* _PROVIDED DATA_
· · · · · · ·

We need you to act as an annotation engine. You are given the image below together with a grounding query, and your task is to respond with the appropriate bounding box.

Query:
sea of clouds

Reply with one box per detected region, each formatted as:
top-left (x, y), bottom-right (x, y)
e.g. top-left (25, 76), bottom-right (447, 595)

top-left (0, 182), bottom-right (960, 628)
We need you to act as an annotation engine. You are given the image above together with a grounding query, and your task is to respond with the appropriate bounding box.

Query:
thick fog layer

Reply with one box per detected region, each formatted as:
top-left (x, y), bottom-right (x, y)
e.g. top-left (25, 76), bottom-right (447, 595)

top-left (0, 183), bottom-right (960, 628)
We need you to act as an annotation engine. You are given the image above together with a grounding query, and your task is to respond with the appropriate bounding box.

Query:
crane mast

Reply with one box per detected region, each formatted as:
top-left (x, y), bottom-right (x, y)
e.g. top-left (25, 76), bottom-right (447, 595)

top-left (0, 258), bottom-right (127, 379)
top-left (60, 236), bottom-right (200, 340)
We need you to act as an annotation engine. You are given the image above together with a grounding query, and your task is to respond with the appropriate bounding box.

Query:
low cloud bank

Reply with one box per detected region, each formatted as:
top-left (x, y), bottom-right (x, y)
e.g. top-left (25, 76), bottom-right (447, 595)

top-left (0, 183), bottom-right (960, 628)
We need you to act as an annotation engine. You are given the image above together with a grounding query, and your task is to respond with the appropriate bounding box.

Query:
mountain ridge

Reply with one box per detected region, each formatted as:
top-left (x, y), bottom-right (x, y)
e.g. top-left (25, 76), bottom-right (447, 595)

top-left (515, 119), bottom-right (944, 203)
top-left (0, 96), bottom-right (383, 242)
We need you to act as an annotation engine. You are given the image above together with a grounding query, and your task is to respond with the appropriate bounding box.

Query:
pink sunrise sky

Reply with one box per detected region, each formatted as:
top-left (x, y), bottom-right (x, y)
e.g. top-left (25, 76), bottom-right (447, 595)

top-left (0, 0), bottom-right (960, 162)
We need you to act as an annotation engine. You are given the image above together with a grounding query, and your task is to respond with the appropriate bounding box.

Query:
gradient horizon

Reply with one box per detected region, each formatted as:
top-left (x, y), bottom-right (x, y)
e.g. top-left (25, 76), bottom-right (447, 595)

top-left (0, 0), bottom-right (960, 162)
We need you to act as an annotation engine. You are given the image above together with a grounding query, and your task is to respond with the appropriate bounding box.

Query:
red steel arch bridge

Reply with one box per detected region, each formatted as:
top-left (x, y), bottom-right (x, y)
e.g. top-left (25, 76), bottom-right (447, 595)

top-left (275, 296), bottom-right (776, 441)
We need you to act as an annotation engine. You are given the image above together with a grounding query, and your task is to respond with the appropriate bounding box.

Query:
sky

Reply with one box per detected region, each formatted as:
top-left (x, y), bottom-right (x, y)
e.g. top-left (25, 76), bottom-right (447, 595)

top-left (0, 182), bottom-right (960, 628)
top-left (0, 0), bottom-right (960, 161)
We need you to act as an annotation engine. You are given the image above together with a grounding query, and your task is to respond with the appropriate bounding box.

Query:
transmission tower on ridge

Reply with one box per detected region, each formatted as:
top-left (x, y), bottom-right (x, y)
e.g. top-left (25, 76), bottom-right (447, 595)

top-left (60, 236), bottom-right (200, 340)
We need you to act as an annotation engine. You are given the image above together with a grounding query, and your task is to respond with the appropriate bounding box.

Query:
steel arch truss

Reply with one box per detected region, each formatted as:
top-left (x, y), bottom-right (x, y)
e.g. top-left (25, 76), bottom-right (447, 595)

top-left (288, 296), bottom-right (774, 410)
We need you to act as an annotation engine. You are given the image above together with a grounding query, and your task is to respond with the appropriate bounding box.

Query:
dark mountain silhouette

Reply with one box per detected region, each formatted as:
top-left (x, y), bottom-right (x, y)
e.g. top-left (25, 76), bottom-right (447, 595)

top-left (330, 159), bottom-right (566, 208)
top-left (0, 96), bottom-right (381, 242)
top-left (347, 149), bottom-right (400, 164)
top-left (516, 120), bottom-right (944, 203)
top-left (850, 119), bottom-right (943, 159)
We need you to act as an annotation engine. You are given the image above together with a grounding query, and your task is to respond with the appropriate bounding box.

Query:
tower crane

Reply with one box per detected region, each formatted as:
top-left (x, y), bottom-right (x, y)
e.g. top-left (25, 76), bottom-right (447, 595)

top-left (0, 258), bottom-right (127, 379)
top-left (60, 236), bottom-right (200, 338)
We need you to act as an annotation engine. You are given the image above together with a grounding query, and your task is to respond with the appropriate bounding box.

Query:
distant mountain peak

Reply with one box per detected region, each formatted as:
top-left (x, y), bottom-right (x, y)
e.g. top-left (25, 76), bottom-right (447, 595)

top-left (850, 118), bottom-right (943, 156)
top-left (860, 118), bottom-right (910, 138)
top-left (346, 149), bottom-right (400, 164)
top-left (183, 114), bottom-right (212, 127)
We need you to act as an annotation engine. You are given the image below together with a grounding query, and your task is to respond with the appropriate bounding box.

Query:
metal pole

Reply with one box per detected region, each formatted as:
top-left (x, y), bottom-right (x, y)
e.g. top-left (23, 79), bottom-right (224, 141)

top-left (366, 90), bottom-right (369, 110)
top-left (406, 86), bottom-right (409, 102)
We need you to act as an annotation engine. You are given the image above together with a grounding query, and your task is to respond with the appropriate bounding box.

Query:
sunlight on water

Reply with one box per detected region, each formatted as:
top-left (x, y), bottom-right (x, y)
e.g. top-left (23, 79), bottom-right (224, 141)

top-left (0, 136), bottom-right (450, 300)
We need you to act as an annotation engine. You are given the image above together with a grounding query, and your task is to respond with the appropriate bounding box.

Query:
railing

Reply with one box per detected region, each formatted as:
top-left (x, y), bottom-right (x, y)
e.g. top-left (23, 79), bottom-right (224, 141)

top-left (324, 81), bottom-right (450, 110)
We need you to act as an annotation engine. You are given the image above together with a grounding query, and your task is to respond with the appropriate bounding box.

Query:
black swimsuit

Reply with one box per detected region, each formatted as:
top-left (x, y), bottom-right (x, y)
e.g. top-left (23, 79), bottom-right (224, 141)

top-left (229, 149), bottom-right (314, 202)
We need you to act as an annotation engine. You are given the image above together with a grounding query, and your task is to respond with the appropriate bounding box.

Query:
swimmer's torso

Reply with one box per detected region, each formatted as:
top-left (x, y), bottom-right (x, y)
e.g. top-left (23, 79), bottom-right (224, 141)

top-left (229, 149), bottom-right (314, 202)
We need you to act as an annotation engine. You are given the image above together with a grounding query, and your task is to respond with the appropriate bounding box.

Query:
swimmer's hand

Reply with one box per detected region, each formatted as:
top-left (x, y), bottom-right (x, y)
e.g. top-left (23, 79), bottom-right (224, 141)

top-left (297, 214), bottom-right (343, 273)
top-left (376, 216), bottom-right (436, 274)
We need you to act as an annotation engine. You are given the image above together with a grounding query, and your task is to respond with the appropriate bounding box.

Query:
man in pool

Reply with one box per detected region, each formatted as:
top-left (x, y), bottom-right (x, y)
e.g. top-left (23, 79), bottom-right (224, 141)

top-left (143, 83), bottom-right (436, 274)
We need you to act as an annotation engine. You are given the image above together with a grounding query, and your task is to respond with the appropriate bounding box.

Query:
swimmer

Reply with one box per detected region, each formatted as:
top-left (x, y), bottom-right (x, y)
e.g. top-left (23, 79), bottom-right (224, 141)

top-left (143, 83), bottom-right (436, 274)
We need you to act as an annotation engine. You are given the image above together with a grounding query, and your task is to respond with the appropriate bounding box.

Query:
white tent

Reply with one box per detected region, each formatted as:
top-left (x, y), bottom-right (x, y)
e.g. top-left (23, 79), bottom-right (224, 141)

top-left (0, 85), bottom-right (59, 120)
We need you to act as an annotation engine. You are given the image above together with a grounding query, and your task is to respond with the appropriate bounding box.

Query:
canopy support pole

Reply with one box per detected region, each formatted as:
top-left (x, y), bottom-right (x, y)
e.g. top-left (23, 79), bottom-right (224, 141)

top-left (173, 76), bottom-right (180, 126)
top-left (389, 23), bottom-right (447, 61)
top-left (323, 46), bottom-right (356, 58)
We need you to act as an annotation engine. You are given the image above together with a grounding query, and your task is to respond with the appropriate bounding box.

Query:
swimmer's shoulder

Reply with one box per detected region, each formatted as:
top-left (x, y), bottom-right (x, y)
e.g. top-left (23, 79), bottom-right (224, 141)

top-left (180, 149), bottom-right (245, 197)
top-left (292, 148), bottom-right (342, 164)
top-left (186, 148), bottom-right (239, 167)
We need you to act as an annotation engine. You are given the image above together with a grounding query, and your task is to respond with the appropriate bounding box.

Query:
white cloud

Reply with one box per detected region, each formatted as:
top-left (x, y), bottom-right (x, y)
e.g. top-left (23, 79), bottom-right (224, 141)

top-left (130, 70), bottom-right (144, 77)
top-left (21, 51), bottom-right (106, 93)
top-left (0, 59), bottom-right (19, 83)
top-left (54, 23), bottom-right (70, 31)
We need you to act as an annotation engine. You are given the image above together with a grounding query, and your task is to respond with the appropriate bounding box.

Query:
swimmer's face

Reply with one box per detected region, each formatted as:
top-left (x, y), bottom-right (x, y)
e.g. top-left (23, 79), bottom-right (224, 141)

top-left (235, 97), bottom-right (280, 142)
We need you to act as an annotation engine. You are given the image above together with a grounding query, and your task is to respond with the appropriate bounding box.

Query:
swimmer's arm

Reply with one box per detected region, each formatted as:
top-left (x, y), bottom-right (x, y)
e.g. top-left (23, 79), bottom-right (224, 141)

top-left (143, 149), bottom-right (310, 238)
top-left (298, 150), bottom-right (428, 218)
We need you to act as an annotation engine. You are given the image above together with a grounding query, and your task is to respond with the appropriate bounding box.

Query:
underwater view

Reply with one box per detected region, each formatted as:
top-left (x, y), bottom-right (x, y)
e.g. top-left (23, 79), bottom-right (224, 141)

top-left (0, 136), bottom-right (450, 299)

· · · · · · ·

Please find each line in the rows above that contains the string "arch" and copy those lines out. Treat uppercase and lowercase as different.

red steel arch bridge
steel arch truss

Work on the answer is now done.